[Stored items]:
▼
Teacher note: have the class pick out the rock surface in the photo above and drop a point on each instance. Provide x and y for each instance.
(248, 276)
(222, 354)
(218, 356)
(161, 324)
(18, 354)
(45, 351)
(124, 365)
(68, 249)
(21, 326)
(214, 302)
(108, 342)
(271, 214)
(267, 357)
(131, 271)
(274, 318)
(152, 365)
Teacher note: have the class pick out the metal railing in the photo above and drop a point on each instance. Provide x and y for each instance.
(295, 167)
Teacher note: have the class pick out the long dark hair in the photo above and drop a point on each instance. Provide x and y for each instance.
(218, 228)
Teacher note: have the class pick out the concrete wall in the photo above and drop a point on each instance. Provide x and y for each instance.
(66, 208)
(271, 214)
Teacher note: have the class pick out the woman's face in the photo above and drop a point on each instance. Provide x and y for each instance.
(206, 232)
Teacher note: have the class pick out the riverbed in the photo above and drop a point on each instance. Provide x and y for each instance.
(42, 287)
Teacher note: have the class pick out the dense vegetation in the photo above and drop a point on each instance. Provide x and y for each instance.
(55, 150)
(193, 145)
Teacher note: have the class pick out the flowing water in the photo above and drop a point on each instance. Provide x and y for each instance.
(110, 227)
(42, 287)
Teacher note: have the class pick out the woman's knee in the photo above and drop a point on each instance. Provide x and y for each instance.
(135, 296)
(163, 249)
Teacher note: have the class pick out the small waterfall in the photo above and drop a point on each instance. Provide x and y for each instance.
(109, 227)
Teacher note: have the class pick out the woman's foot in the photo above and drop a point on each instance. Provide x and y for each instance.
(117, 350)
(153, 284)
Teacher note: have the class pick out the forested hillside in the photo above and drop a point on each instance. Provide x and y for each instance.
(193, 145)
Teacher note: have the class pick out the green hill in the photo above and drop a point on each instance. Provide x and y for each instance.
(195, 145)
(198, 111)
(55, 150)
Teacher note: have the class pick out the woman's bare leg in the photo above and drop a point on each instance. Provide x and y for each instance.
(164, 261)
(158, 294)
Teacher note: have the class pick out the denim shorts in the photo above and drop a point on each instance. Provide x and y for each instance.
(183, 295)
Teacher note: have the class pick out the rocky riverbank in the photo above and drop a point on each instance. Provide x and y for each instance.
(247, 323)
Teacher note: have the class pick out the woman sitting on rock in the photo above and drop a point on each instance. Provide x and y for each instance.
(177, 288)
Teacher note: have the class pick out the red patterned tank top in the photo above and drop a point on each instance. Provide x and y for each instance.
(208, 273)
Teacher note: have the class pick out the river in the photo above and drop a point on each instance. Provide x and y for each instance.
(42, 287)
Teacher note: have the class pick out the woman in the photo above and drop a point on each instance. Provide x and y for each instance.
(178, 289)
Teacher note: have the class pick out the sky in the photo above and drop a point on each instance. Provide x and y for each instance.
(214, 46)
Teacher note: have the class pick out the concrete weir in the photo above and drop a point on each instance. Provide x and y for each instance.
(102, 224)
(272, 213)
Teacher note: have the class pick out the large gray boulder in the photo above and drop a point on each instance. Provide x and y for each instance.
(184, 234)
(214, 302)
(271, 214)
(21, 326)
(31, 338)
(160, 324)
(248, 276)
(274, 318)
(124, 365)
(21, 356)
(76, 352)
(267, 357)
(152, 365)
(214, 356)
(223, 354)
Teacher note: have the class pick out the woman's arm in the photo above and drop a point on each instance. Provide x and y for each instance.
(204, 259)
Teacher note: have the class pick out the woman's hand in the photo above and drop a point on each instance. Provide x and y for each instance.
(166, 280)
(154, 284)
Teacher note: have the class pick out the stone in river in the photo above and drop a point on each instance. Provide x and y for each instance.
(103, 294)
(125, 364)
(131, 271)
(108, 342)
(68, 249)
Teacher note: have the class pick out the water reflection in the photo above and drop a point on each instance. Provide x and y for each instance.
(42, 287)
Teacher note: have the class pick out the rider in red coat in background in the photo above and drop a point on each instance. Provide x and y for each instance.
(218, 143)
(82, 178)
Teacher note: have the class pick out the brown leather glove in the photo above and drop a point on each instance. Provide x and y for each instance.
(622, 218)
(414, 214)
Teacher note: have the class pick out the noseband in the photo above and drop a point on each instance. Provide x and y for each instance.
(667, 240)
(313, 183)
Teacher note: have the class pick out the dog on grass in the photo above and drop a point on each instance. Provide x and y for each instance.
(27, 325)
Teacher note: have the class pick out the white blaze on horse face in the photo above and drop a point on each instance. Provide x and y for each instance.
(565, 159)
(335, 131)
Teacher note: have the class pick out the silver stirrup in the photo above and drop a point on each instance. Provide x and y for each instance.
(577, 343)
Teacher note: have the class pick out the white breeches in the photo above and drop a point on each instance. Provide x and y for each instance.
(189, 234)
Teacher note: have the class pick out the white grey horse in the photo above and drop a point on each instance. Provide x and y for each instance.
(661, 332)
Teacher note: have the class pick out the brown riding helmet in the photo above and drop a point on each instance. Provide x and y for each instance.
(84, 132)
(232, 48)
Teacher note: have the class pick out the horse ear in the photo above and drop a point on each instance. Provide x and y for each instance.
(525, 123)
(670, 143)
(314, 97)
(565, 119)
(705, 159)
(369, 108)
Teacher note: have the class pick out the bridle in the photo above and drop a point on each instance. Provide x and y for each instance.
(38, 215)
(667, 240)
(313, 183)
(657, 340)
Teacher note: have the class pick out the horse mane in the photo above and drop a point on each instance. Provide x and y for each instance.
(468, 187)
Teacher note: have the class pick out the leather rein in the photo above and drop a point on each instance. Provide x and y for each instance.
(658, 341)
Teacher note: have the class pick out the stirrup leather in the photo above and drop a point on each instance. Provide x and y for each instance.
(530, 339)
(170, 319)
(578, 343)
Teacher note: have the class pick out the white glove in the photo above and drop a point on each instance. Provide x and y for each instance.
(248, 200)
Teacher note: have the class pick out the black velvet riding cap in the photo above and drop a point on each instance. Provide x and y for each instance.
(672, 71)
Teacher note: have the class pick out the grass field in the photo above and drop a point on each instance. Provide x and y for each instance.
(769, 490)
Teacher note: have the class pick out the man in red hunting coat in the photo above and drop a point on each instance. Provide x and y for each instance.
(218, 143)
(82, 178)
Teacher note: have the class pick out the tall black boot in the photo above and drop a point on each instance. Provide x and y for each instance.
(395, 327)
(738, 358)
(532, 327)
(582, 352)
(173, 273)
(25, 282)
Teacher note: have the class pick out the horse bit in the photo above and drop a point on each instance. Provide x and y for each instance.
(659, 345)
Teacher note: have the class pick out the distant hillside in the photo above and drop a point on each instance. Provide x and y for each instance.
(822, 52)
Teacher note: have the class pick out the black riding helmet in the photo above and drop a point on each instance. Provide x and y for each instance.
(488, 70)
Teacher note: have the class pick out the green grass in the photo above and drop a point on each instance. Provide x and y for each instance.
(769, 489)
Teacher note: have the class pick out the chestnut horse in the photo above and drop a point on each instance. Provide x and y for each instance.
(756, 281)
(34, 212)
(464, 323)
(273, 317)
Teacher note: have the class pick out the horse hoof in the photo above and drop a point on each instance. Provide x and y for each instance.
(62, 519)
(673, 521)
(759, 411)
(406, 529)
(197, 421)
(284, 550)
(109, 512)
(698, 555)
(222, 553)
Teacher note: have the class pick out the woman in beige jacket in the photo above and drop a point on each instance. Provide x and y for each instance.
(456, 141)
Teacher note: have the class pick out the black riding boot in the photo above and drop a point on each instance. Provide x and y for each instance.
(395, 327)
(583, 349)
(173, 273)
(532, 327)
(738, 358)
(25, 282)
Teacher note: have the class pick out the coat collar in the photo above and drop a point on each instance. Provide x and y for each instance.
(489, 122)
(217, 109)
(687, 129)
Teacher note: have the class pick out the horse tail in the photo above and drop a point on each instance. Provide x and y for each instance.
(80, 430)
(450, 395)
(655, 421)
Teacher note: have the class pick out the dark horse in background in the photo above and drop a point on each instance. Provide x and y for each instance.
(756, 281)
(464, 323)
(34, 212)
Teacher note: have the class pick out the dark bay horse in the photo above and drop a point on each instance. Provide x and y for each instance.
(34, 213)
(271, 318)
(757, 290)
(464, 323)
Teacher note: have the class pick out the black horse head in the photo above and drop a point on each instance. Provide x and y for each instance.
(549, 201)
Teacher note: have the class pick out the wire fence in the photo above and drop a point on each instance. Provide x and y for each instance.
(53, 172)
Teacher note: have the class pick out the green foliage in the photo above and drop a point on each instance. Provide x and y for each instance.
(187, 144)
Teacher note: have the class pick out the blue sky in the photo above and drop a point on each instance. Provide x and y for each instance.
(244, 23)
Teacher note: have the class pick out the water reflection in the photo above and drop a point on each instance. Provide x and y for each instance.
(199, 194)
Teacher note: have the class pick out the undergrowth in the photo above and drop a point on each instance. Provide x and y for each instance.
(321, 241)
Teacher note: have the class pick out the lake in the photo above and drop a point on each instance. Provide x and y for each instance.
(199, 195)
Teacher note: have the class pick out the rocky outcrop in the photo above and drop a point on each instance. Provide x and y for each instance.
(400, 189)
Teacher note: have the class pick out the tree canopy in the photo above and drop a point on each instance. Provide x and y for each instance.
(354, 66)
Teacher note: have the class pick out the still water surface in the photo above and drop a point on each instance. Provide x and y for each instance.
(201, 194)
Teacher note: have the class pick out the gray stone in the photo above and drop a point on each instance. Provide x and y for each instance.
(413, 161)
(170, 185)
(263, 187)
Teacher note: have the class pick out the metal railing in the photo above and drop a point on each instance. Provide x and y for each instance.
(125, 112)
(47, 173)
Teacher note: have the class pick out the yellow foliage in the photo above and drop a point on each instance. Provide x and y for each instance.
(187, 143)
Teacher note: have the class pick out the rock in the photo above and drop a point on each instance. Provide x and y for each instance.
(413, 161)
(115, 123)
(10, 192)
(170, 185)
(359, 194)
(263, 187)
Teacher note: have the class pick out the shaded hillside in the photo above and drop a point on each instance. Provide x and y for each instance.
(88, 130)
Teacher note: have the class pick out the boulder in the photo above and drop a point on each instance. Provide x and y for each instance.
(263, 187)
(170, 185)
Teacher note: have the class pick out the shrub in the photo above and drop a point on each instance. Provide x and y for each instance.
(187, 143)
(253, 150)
▲
▼
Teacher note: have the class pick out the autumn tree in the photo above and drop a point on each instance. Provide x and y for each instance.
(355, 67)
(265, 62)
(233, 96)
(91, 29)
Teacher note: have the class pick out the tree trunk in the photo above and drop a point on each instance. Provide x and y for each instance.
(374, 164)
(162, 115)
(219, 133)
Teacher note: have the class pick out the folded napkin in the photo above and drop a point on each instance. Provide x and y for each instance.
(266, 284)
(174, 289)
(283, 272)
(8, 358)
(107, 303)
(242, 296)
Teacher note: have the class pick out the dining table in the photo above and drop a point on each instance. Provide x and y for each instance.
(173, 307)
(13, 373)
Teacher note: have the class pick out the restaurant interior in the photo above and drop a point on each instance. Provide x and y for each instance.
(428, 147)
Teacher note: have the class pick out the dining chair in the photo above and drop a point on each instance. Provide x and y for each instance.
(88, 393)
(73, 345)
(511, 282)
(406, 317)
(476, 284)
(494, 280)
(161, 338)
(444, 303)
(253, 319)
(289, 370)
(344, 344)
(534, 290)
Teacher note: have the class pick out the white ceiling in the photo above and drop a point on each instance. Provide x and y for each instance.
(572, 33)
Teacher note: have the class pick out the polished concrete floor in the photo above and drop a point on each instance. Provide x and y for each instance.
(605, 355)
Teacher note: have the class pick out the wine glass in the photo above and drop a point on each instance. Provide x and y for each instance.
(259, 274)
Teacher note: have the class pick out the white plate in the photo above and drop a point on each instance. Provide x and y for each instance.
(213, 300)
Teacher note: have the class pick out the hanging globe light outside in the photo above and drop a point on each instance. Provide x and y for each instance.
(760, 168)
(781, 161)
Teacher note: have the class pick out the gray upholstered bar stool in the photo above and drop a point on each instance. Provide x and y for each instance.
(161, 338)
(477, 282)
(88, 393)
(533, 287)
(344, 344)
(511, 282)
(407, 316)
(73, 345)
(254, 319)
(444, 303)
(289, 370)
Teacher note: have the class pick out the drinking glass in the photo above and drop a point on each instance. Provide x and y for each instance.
▲
▼
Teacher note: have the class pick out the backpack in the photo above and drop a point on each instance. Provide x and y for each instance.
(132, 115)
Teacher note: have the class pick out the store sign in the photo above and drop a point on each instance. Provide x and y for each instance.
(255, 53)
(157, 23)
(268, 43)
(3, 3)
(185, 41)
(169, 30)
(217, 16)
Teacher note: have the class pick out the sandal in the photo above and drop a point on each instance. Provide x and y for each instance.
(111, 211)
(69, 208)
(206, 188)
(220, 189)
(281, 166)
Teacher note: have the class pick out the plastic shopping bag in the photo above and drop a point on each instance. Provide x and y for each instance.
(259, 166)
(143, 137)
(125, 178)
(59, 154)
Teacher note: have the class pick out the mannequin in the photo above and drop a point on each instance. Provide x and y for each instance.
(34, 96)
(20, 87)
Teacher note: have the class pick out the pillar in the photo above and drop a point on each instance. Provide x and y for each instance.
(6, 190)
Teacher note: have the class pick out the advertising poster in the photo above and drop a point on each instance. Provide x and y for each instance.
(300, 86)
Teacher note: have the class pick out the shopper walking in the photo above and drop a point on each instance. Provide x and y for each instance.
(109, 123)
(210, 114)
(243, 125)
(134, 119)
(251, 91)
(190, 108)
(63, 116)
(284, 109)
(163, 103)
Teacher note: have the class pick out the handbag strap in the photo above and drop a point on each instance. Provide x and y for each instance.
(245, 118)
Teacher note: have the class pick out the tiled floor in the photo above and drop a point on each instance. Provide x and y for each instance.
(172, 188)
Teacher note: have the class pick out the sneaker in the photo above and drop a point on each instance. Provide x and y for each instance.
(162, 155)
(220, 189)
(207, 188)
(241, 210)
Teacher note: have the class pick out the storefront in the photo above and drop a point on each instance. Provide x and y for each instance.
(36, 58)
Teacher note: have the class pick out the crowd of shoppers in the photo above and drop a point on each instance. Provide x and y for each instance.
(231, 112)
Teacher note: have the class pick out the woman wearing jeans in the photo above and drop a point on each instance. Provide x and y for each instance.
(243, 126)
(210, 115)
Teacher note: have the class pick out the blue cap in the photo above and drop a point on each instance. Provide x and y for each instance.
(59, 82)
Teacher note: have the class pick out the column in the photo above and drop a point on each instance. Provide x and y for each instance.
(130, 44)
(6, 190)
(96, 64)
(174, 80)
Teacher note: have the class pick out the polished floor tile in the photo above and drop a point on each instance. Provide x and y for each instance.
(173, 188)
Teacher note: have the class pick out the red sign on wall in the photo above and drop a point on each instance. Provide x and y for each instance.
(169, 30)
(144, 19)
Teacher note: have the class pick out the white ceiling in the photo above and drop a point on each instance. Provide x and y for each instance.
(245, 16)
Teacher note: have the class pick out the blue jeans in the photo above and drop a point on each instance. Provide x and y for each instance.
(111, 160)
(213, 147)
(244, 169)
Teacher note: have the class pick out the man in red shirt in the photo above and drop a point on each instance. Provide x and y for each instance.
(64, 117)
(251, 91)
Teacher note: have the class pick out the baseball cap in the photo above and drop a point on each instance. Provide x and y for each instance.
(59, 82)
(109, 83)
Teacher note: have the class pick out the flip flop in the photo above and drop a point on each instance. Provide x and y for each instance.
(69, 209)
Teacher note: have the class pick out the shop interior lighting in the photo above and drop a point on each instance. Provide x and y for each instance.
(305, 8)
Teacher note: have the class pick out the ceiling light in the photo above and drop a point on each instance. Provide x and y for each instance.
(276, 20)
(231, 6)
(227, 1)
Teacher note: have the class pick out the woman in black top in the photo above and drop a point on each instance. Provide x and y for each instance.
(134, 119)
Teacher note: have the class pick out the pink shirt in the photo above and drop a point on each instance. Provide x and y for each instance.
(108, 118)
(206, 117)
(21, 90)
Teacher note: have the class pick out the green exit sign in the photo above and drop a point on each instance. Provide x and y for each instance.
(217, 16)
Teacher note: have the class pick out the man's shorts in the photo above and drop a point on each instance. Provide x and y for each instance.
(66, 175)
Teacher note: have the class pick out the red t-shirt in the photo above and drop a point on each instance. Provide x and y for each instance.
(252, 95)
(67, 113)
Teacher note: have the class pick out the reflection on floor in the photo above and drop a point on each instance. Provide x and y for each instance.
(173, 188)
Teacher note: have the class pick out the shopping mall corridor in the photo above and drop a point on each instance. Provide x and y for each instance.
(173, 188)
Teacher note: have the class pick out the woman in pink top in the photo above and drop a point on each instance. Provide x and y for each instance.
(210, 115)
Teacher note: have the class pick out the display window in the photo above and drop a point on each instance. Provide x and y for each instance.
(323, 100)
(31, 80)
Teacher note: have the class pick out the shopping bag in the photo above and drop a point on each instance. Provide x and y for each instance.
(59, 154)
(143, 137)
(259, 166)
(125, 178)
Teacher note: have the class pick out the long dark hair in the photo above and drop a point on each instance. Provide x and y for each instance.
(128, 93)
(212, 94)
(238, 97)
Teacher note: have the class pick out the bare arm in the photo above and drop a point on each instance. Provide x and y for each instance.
▲
[Exercise instructions]: Report every line of the items that contains the string "blue", copying each one in full. Matching is case-sensitive.

[Result for this task]:
Teacher note: have the class pick out the blue sky in the photo above and drop a point on each instance. Provide x and y for each instance.
Teacher note: have the class pick out the blue cap in the photo above and drop a point on each instance. Provide x and y for each instance.
Teacher note: have the class pick out the blue jeans in the photo above and drop a point on each instance. Provide x and y for each instance.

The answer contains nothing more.